## Problem details
Copy out the stretch of rows from the line containing "[locate] blurred background" through the end of the rows, requests included, and shift every x and y coordinate in the answers up by 114.

[Excerpts from point annotation data]
--- begin ---

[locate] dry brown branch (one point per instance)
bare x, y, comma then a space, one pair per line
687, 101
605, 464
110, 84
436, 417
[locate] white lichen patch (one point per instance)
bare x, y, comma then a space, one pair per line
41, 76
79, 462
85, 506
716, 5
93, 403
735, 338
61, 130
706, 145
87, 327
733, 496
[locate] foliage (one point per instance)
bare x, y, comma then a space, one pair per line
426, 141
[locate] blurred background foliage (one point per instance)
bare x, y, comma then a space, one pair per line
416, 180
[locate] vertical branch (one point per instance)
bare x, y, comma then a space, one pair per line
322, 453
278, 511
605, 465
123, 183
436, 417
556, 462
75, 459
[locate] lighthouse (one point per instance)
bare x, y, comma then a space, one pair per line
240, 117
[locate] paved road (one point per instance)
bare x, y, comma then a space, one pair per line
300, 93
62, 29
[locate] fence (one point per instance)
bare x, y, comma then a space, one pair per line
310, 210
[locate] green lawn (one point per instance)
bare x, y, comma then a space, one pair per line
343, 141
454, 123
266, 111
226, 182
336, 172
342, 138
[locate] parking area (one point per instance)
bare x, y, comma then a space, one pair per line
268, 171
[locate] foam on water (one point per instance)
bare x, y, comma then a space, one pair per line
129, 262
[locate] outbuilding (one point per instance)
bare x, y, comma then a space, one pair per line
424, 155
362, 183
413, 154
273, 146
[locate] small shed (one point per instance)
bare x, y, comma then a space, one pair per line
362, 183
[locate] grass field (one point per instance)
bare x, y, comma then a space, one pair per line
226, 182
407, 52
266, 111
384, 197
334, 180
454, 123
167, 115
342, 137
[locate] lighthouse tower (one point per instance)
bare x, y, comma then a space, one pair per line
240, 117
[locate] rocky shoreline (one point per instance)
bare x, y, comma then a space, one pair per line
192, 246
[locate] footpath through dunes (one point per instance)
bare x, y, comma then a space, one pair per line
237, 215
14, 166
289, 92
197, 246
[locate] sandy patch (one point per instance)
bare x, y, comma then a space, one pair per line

--- end ---

## Worked answer
[locate] blurred background foliage (one point per instance)
bare x, y, comma then a space, one pair per line
530, 294
[locate] vertical branch (one point per instance)
bare x, y, comma then a space, one pair per line
436, 567
392, 625
719, 579
237, 297
550, 531
670, 576
189, 573
[locate] lighthouse (one point per instance)
bare x, y, comma then a space, one pair per line
354, 231
[locate] paved road (one point per instance)
bare x, y, comma then a space, one pair per line
414, 207
176, 143
[locate] fence (one point per instance)
bare x, y, comma then a space, one pair per line
424, 324
[locate] green lawn (one point per instance)
bare x, y, comma then a space, one pair per line
457, 255
568, 237
380, 225
340, 296
450, 286
456, 252
[locate] parking area (one point per instance)
bare x, y, comma then a space, one pair per line
382, 285
[locate] foam on water (one point per instance)
bare x, y, comma then a space, one pair per line
243, 376
[locate] outbuilding (one point per instance)
bare x, y, comma then a space, one pair per line
538, 269
476, 297
527, 268
387, 260
[locate] small shed (one point per instance)
bare x, y, comma then a space, one pair per line
476, 297
[locate] grass field (one point per instance)
bare x, y, comma then a space, one pair per line
340, 296
521, 166
380, 225
498, 311
448, 294
568, 237
281, 229
456, 251
[locate] lighthouse tower (one point per instance)
bare x, y, comma then a space, one pair per line
354, 231
[locate] rocky shoreline (one point per instance)
bare x, y, comma then a space, one pair per line
306, 360
[locate] footpath through dunes (one point per instance)
bare x, y, comma then a space, one pair per line
351, 329
128, 280
403, 206
311, 360
[locate] sandy patch (one point per instance)
bare x, y, comma then a space, one pair per line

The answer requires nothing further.